Please copy the data below word for word, leaving the pictures out of your copy.

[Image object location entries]

-- begin --

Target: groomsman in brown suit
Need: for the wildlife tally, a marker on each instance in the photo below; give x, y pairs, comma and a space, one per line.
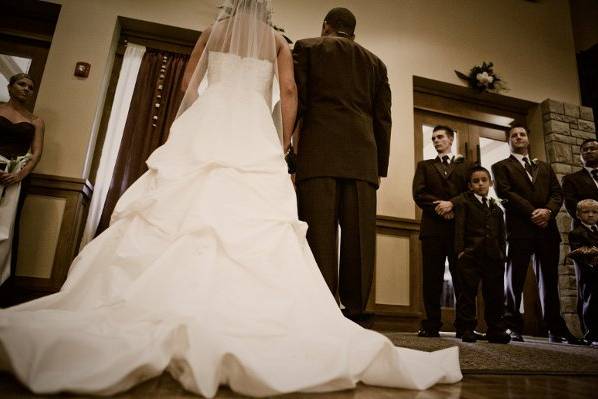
533, 198
582, 184
436, 183
343, 151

-- end --

EXERCISE RESPONSE =
Target: groomsman in brown suit
Need: for the wildlife tally, a marker on each instance in the photo below; give x, y pairs, comma and a space, one per line.
533, 198
582, 184
436, 183
343, 151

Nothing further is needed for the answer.